[Position annotation listing]
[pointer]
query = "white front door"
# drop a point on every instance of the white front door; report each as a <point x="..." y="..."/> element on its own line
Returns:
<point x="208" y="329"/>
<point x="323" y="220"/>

:: What you will do ::
Rename "front door" to "entrance door" everywhere it appears in the listing, and keep all other text the same.

:: Worked answer ::
[pointer]
query = "white entrance door"
# drop a point on every instance of the white entrance door; report each as a <point x="..." y="..."/> element on its own line
Returns:
<point x="208" y="329"/>
<point x="323" y="220"/>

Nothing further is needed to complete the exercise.